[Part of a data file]
****
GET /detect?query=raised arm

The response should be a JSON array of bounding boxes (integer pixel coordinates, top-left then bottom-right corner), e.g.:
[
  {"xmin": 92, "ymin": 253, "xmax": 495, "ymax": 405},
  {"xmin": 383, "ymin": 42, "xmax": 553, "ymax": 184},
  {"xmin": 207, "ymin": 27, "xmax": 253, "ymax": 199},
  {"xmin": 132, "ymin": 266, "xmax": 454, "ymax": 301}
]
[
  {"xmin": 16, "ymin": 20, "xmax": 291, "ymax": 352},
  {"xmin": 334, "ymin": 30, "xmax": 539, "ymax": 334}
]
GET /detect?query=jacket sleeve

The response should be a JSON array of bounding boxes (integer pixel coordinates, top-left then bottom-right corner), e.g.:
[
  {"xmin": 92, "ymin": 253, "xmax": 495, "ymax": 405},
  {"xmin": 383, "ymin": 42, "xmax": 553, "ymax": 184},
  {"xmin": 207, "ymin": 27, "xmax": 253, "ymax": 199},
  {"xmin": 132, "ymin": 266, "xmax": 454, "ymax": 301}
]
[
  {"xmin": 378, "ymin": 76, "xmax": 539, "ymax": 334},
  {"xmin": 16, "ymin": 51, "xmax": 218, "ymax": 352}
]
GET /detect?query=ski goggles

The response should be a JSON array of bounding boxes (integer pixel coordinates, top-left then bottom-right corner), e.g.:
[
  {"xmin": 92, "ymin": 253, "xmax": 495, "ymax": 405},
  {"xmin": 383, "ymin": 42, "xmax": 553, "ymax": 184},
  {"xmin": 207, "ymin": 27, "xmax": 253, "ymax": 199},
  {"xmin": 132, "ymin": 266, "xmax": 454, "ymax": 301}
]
****
▶ [Problem requirements] Rewrite the entries above, replacing every instance of "integer pixel coordinates" with "whole-number pixel coordinates" and keeping all other text unchanged.

▶ [Solution for this problem]
GET /detect?query=raised arm

The response should be a JSON array of bounding boxes (whole-number pixel coordinates, top-left then bottom-right corner), e.g.:
[
  {"xmin": 92, "ymin": 253, "xmax": 495, "ymax": 405},
  {"xmin": 383, "ymin": 42, "xmax": 553, "ymax": 184},
  {"xmin": 207, "ymin": 27, "xmax": 253, "ymax": 199},
  {"xmin": 132, "ymin": 266, "xmax": 454, "ymax": 301}
]
[
  {"xmin": 16, "ymin": 20, "xmax": 291, "ymax": 352},
  {"xmin": 334, "ymin": 30, "xmax": 539, "ymax": 334}
]
GET /detect?query=jacket sleeve

The response should be a JSON array of bounding boxes (whole-number pixel coordinates, top-left then bottom-right corner), e.g.:
[
  {"xmin": 92, "ymin": 253, "xmax": 495, "ymax": 405},
  {"xmin": 383, "ymin": 42, "xmax": 553, "ymax": 184},
  {"xmin": 207, "ymin": 27, "xmax": 253, "ymax": 199},
  {"xmin": 132, "ymin": 266, "xmax": 454, "ymax": 301}
]
[
  {"xmin": 378, "ymin": 76, "xmax": 539, "ymax": 334},
  {"xmin": 16, "ymin": 51, "xmax": 218, "ymax": 352}
]
GET /detect?query=ski goggles

The response should be a JSON array of bounding boxes (whole-number pixel coordinates, top-left then bottom-right corner), e.g.:
[
  {"xmin": 92, "ymin": 253, "xmax": 495, "ymax": 405},
  {"xmin": 383, "ymin": 42, "xmax": 553, "ymax": 184},
  {"xmin": 207, "ymin": 27, "xmax": 253, "ymax": 199},
  {"xmin": 132, "ymin": 266, "xmax": 454, "ymax": 301}
]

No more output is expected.